_Énoncé 1_
Quelles lignes ci-dessous contiennent la chaîne « Target » ? Relevez-les toutes en les recopiant sans modification.
-------- Extrait du document
Si nous devons maintenant présenter la mission du Sagittaire, nous ne pouvons pas mieux le faire qu’à travers le 27e chapitre de Lao-Tseu, qui décrit ainsi l’ordre divin-humain:

Le fort doit donc guider le faible,

car les faibles sont la matière première des forts.

Si le guide n’est pas respecté,

ou si le matériel n’est pas soigné,

la confusion s’installe, quelle que soit l’intelligence de chacun.

27e chapitre de Lao-Tseu

Le respect vers le haut et l’amour vers le bas sont les deux principes alchimiques de base du développement supérieur. Les caractéristiques du Sagittaire tourné soit vers son moi essentiel soit vers son moi existentiel, tel que nous le voyons dans la vie, ressortent clairement de ce qui précède. Retenons que la particularité de tous les êtres humains qui représentent le pur rayonnement du Sagittaire est d’avoir part à « l’intuition religieuse ». Mais l’usage que l’individu fait de ce don crée ici les différences essentielles qui peuvent être attribuées au fait que les forces directrices du respect et de l’amour ne sont pas reconnues. C’est ainsi qu’apparaît la caractéristique la plus marquante de la nature du Sagittaire attiré vers son moi existentiel: l’arrogance morale. Le Sagittaire tourné vers le moi existentiel est ainsi rempli de l’opinion qu’il a raison dans tous les domaines éthiques. Il devient l’arbitre le plus souvent malvenu dans tous les litiges imaginables. On le voit juger sans ménagement les erreurs des autres avec un excès de zèle étonnant, alors que, d’un autre côté, il est rempli d’une ferveur enthousiaste envers celui en qui il voit la perfection, se fiant dans les deux cas à son intuition infaillible et faisant preuve d’une intolérance et d’une dureté rigides. C’est sur un tel terrain que se développent ces fanatiques religieux qui « n’ont pas l’amour » (comme le Brand d’Henrik Ibsen), qui sacrifient le sens du principe éthique au nom de celui-ci. Le sagittaire de bas étage ne doute jamais d’être habilité à donner la loi morale aux autres, ou du moins à la prêcher.
----------------
-------- Données fournies
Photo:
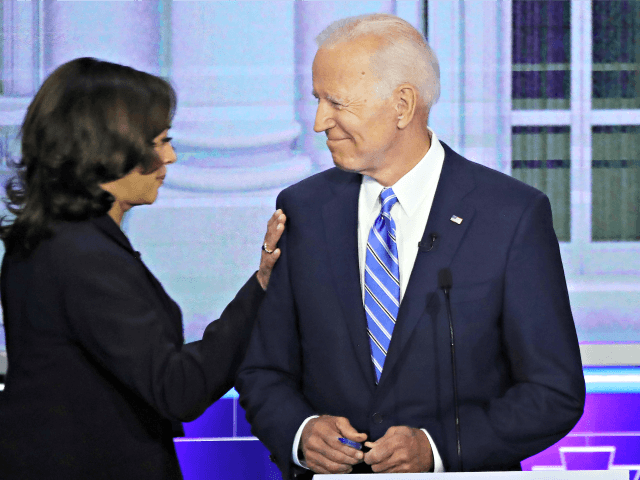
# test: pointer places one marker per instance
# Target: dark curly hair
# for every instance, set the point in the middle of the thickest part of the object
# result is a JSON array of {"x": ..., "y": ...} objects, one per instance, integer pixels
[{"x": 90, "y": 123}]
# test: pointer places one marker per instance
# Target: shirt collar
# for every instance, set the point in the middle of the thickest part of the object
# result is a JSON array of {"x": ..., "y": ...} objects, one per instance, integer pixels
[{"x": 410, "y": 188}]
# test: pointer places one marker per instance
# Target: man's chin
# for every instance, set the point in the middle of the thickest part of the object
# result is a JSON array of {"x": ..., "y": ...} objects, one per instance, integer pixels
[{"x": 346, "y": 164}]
----------------
-------- Données fournies
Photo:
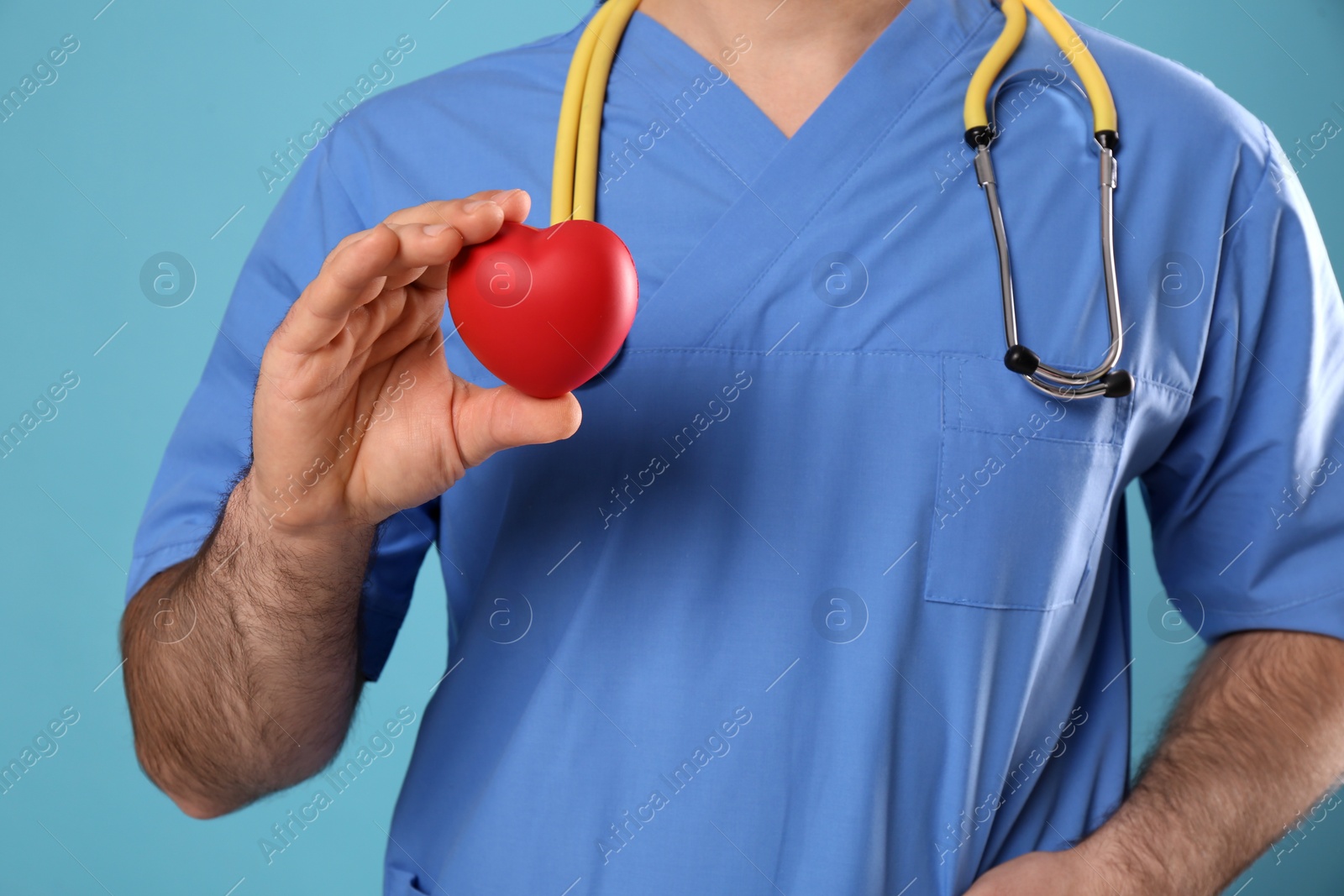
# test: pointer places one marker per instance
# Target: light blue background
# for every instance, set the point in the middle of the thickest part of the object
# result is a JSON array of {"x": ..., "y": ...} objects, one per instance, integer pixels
----------------
-------- Données fournies
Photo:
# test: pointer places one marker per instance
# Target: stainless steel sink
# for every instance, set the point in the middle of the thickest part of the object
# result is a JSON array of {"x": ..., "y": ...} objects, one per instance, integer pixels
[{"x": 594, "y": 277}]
----------------
_Énoncé 2_
Transcrivez mot pour mot le passage de l'extrait sur le Sagittaire allant de « Le fort doit » jusqu'à « l’intelligence de chacun. ».

_Réponse finale 1_
# Target: dark curly hair
# Target: shirt collar
# Target: man's chin
# Target: light blue background
# Target: stainless steel sink

_Réponse finale 2_
Le fort doit donc guider le faible,

car les faibles sont la matière première des forts.

Si le guide n’est pas respecté,

ou si le matériel n’est pas soigné,

la confusion s’installe, quelle que soit l’intelligence de chacun.